▸ Exercise instructions
Can you turn every line of the listing below into a numbered list, dropping the blank lines and leaving out the pictures?

▸ Some records

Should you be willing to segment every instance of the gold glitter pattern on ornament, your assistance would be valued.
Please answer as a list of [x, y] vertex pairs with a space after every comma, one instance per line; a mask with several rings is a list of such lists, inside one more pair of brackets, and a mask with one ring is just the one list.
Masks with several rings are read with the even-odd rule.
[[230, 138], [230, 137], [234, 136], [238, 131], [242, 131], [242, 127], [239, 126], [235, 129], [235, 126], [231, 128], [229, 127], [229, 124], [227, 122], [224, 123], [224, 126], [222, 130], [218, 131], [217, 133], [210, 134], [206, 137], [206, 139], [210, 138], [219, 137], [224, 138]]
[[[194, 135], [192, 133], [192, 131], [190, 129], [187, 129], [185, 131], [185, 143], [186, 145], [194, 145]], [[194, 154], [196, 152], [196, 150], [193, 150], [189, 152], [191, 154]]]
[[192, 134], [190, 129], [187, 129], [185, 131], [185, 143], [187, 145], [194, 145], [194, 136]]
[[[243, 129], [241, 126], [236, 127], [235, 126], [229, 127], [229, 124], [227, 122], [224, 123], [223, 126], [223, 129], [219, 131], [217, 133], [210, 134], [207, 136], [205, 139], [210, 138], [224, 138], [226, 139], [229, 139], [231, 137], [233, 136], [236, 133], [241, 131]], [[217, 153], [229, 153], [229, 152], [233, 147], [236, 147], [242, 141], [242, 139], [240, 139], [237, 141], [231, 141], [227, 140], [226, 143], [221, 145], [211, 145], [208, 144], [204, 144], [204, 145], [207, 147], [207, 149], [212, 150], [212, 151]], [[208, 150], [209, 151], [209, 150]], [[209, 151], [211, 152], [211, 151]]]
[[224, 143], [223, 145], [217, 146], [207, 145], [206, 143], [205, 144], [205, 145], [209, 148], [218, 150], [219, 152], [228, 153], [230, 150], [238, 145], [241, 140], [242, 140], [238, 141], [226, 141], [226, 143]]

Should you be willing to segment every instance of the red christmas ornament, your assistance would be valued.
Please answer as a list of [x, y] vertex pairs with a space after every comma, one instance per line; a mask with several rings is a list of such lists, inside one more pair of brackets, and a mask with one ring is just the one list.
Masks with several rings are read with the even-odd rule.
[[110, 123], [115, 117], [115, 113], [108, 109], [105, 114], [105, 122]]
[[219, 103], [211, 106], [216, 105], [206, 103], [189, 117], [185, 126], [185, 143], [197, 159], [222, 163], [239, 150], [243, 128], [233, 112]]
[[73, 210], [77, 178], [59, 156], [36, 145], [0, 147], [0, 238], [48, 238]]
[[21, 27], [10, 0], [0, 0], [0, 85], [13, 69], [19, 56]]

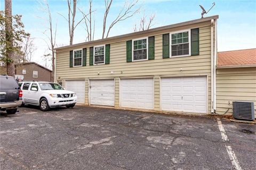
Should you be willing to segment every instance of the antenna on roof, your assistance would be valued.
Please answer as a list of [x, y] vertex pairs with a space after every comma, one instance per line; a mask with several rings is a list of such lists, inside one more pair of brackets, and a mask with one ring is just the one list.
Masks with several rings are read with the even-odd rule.
[[204, 15], [205, 14], [206, 14], [206, 13], [207, 13], [210, 11], [210, 10], [211, 10], [212, 9], [212, 7], [213, 7], [213, 6], [215, 5], [215, 2], [213, 2], [213, 3], [212, 3], [212, 5], [213, 5], [212, 6], [212, 7], [211, 7], [210, 9], [210, 10], [209, 10], [208, 11], [207, 11], [207, 12], [206, 12], [206, 11], [205, 11], [205, 10], [204, 8], [203, 7], [203, 6], [202, 6], [202, 5], [199, 5], [199, 6], [200, 6], [200, 7], [201, 8], [201, 9], [203, 10], [203, 11], [202, 11], [202, 13], [201, 13], [201, 15], [202, 15], [201, 18], [204, 18]]

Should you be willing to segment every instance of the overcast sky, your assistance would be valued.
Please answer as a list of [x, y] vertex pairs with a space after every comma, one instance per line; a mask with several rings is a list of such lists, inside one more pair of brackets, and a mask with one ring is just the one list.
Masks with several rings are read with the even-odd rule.
[[[0, 9], [4, 9], [4, 1], [0, 0]], [[132, 33], [136, 23], [139, 24], [143, 11], [147, 15], [155, 14], [154, 27], [157, 27], [201, 18], [203, 5], [206, 11], [211, 7], [213, 1], [146, 1], [141, 0], [142, 12], [129, 20], [122, 21], [110, 31], [110, 36], [116, 36]], [[68, 23], [58, 13], [67, 16], [67, 4], [66, 0], [49, 0], [54, 24], [57, 23], [57, 44], [58, 46], [69, 44]], [[124, 1], [114, 0], [109, 12], [107, 23], [111, 22], [118, 14]], [[256, 47], [256, 1], [215, 1], [215, 5], [205, 17], [219, 15], [218, 21], [218, 51], [229, 51]], [[77, 7], [86, 11], [89, 2], [79, 0]], [[94, 39], [102, 35], [103, 17], [105, 12], [103, 1], [93, 1], [93, 10], [95, 11], [95, 33]], [[35, 38], [37, 50], [33, 60], [43, 64], [42, 56], [49, 53], [45, 41], [46, 36], [43, 34], [47, 30], [46, 13], [37, 1], [12, 1], [13, 14], [22, 15], [22, 21], [27, 32]], [[82, 16], [77, 12], [76, 21]], [[85, 42], [86, 34], [85, 25], [81, 23], [75, 30], [73, 44]]]

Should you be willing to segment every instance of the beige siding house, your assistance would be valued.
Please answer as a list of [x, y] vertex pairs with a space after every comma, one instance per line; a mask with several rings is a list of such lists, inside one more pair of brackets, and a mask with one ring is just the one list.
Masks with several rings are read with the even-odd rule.
[[55, 81], [85, 105], [211, 114], [218, 18], [57, 48]]
[[219, 52], [217, 110], [233, 113], [233, 101], [253, 102], [256, 109], [256, 48]]

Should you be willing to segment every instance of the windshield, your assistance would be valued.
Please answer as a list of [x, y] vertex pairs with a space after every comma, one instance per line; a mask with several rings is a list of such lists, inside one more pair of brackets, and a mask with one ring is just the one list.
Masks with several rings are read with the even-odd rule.
[[42, 90], [63, 90], [62, 87], [56, 83], [39, 83]]

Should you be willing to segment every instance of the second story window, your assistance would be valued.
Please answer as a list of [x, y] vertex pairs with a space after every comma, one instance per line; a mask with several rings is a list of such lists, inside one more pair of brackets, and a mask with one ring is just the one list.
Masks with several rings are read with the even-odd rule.
[[23, 85], [22, 90], [28, 90], [30, 85], [30, 83], [24, 83], [24, 84]]
[[147, 38], [133, 41], [132, 61], [146, 60], [148, 59]]
[[57, 83], [59, 84], [59, 85], [62, 86], [62, 81], [57, 81]]
[[22, 69], [22, 75], [26, 75], [27, 74], [26, 69]]
[[105, 58], [105, 46], [94, 47], [94, 64], [104, 64]]
[[74, 66], [82, 66], [82, 50], [74, 51]]
[[33, 78], [38, 78], [38, 71], [33, 71]]
[[172, 34], [171, 39], [172, 56], [190, 55], [190, 30]]

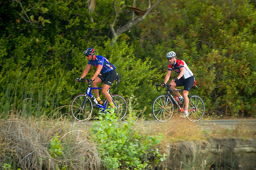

▸ Correct answer
1. Should you be willing to segment every instance of the gold glitter pattern on ornament, your assistance would be valued.
2. Please answer as a list of [x, y] vertex pairs with a space after every comma, one instance per line; a mask with several rings is a list of such lists, inside one more pair of brackets, and a mask with one ring is just the one list.
3. Masks with several rings are read with the even-odd rule.
4. [[230, 138], [230, 137], [234, 136], [238, 131], [242, 131], [242, 127], [239, 126], [235, 129], [235, 126], [231, 128], [229, 127], [229, 124], [227, 122], [224, 123], [224, 126], [222, 130], [218, 131], [217, 133], [210, 134], [206, 137], [206, 139], [210, 138], [219, 137], [224, 138]]
5. [[[194, 135], [192, 133], [192, 131], [190, 129], [187, 129], [185, 131], [185, 143], [186, 145], [194, 145]], [[194, 154], [196, 152], [196, 150], [193, 150], [189, 152], [191, 154]]]
6. [[192, 134], [190, 129], [187, 129], [185, 131], [185, 143], [187, 145], [194, 145], [194, 136]]
7. [[[243, 129], [241, 126], [236, 127], [235, 126], [229, 127], [229, 124], [227, 122], [224, 123], [223, 126], [223, 129], [219, 131], [217, 133], [210, 134], [207, 136], [205, 139], [210, 138], [224, 138], [226, 139], [229, 139], [231, 137], [233, 136], [236, 133], [241, 131]], [[217, 153], [229, 153], [229, 152], [233, 147], [236, 147], [242, 141], [242, 139], [240, 139], [237, 141], [231, 141], [227, 140], [226, 143], [221, 145], [211, 145], [208, 144], [204, 144], [204, 145], [207, 147], [207, 149], [212, 150], [212, 151]], [[208, 150], [209, 151], [209, 150]], [[209, 151], [211, 152], [211, 151]]]
8. [[224, 143], [223, 145], [217, 146], [207, 145], [206, 143], [205, 144], [205, 145], [209, 148], [218, 150], [219, 152], [228, 153], [230, 150], [238, 145], [241, 140], [242, 140], [238, 141], [226, 141], [226, 143]]
9. Should you be willing to segment every instance of the red christmas ornament, your assistance would be valued.
10. Please answer as a list of [x, y] vertex pairs with a space after every comma, one instance per line; a mask with several rings is a list of such lists, inside one more pair of brackets, and a mask with one ring is just the one list.
11. Masks with several rings are read with the even-odd rule.
12. [[110, 123], [115, 117], [115, 113], [108, 109], [105, 114], [105, 122]]
13. [[219, 103], [211, 106], [216, 105], [206, 103], [189, 117], [185, 126], [185, 143], [197, 159], [222, 163], [239, 150], [243, 128], [233, 112]]
14. [[73, 210], [77, 178], [59, 156], [36, 145], [0, 147], [0, 238], [48, 238]]
15. [[21, 27], [10, 0], [0, 0], [0, 85], [13, 69], [19, 56]]
16. Should you be willing to segment every instance of the antenna on roof, your assistance would be valued.
17. Please answer as a list of [x, y] vertex pairs with a space after every comma, one instance per line; a mask with several rings is a list of such lists, inside one more pair of brackets, and a mask with one ring is just the one list.
18. Masks with several rings are read with the even-odd rule.
19. [[204, 15], [205, 14], [206, 14], [206, 13], [207, 13], [210, 11], [210, 10], [211, 10], [212, 9], [212, 7], [213, 7], [213, 6], [215, 5], [215, 2], [213, 2], [213, 3], [212, 3], [212, 5], [213, 5], [212, 6], [212, 7], [211, 7], [210, 9], [210, 10], [209, 10], [208, 11], [207, 11], [207, 12], [206, 12], [206, 11], [205, 11], [205, 10], [204, 8], [203, 7], [203, 6], [202, 6], [202, 5], [199, 5], [199, 6], [200, 6], [200, 7], [201, 8], [201, 9], [203, 10], [203, 11], [202, 11], [202, 13], [201, 13], [201, 15], [202, 15], [201, 18], [204, 18]]
20. Should you be willing to segment every instance of the overcast sky, your assistance would be valued.
21. Please answer as a list of [x, y] vertex pairs with a space after every comma, one instance per line; a mask with several rings is a list of such lists, inside one more pair of brackets, and a mask with one ring is just the one list.
22. Masks with several rings are read with the even-odd rule.
23. [[[0, 9], [4, 9], [4, 1], [0, 0]], [[132, 33], [136, 23], [139, 24], [143, 11], [147, 15], [155, 14], [154, 27], [157, 27], [201, 18], [203, 5], [206, 11], [211, 7], [213, 1], [146, 1], [141, 0], [142, 12], [129, 20], [122, 21], [110, 31], [110, 36], [116, 36]], [[68, 23], [58, 13], [67, 16], [67, 4], [66, 0], [49, 0], [54, 24], [57, 23], [57, 44], [58, 46], [69, 44]], [[124, 1], [114, 0], [109, 12], [107, 23], [111, 22], [118, 14]], [[256, 47], [256, 1], [215, 1], [215, 5], [205, 17], [219, 15], [218, 21], [218, 51], [229, 51]], [[77, 7], [86, 11], [89, 2], [79, 0]], [[94, 39], [102, 35], [103, 17], [105, 12], [103, 1], [93, 1], [93, 10], [95, 11], [95, 33]], [[35, 38], [37, 50], [33, 60], [43, 64], [42, 56], [49, 53], [45, 41], [46, 36], [43, 34], [47, 30], [46, 13], [37, 1], [12, 1], [13, 14], [22, 15], [22, 21], [27, 32]], [[82, 16], [77, 12], [76, 21]], [[85, 42], [86, 34], [85, 25], [81, 23], [75, 30], [73, 44]]]
24. Should you be willing to segment every instance of the beige siding house, your assistance would be valued.
25. Please answer as a list of [x, y] vertex pairs with a space after every comma, one instance per line; a mask with several rings is a list of such lists, inside one more pair of brackets, and a mask with one ring is just the one list.
26. Masks with several rings are read with the even-odd rule.
27. [[55, 81], [85, 105], [211, 114], [218, 18], [57, 48]]
28. [[219, 52], [217, 110], [233, 113], [233, 101], [253, 102], [256, 109], [256, 48]]
29. Should you be willing to segment every instance of the windshield, your assistance would be valued.
30. Please answer as a list of [x, y] vertex pairs with a space after every comma, one instance per line; a mask with several rings is a list of such lists, inside one more pair of brackets, and a mask with one ring is just the one list.
31. Masks with several rings are read with the even-odd rule.
32. [[42, 90], [63, 90], [62, 87], [56, 83], [39, 83]]
33. Should you be willing to segment every instance of the second story window, your assistance would be valued.
34. Please answer as a list of [x, y] vertex pairs with a space after every comma, one instance per line; a mask with several rings is a list of such lists, inside one more pair of brackets, and a mask with one ring is just the one list.
35. Masks with several rings are read with the even-odd rule.
36. [[23, 85], [22, 90], [28, 90], [30, 85], [30, 83], [24, 83], [24, 84]]
37. [[147, 38], [133, 41], [132, 61], [146, 60], [148, 59]]
38. [[57, 83], [59, 84], [59, 85], [62, 86], [62, 81], [57, 81]]
39. [[22, 69], [22, 75], [26, 75], [27, 74], [26, 69]]
40. [[105, 58], [105, 46], [94, 47], [94, 64], [104, 64]]
41. [[74, 66], [82, 66], [82, 50], [74, 51]]
42. [[33, 78], [38, 78], [38, 71], [33, 71]]
43. [[172, 34], [171, 39], [172, 56], [190, 55], [190, 30]]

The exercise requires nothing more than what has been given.